*Description of the task:*
Tell me how many lines in the data below hold the string "edge", and say nothing else.

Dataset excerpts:
▼
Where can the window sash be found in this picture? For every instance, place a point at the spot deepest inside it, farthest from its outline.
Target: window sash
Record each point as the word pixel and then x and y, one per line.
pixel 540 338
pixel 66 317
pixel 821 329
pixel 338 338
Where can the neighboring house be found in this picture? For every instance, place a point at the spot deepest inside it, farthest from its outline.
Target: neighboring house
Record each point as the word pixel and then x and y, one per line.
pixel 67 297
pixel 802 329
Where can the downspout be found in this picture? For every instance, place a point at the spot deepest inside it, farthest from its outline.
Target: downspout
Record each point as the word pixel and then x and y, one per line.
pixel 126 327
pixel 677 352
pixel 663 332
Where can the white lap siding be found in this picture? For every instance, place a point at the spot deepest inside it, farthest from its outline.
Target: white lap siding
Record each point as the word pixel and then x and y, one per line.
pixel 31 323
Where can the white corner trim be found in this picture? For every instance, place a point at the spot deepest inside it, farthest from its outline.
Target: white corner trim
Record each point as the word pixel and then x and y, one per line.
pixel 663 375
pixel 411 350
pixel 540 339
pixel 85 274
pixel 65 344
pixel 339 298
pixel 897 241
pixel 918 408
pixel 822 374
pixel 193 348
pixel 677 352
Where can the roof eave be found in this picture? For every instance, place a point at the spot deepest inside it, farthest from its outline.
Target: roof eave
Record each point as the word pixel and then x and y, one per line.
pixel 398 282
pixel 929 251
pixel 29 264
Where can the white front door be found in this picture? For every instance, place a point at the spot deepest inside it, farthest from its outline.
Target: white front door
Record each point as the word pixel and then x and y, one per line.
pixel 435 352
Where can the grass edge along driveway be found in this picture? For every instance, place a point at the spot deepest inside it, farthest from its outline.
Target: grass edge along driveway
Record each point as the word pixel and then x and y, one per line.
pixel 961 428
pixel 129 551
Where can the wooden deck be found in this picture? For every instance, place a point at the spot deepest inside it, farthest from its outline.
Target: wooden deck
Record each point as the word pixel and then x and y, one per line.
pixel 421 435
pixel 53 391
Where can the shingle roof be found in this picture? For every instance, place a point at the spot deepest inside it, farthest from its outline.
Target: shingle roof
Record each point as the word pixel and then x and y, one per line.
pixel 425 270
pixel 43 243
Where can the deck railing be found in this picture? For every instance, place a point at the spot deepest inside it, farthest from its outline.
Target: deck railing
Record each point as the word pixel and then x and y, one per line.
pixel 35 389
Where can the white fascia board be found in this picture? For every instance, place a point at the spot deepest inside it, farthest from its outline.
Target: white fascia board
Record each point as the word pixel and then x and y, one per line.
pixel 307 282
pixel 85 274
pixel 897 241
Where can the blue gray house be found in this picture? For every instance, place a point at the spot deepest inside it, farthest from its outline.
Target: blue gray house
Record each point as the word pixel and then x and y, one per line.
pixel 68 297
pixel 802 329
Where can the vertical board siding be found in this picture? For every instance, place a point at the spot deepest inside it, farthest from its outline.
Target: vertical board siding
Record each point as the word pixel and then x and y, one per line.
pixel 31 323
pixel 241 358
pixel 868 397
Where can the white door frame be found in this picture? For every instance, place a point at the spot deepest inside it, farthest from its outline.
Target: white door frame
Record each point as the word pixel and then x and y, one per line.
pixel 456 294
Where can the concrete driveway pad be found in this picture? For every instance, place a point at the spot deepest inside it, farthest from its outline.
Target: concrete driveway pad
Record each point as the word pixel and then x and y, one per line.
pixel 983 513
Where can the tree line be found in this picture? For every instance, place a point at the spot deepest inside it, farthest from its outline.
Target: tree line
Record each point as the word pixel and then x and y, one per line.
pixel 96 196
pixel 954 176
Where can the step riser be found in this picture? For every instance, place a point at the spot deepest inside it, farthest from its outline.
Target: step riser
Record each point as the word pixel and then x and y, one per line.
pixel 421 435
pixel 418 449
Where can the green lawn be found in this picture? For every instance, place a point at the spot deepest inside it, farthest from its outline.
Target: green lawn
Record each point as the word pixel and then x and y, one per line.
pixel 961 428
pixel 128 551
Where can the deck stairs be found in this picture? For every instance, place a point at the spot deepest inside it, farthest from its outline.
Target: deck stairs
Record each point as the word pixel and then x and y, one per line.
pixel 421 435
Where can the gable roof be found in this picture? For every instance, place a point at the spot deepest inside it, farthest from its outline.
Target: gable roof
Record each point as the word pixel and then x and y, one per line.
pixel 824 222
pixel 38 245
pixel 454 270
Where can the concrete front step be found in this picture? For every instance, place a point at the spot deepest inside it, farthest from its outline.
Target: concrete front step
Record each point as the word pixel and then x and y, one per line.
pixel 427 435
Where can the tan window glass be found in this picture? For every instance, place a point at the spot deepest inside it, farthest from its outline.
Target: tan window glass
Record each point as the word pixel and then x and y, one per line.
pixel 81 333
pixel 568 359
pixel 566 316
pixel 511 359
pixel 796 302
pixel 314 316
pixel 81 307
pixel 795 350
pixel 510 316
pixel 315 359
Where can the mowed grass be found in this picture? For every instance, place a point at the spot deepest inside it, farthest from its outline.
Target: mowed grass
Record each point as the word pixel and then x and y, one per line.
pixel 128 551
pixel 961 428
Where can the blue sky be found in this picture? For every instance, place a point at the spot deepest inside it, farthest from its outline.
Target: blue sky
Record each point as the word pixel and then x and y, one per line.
▲
*Written answer:*
2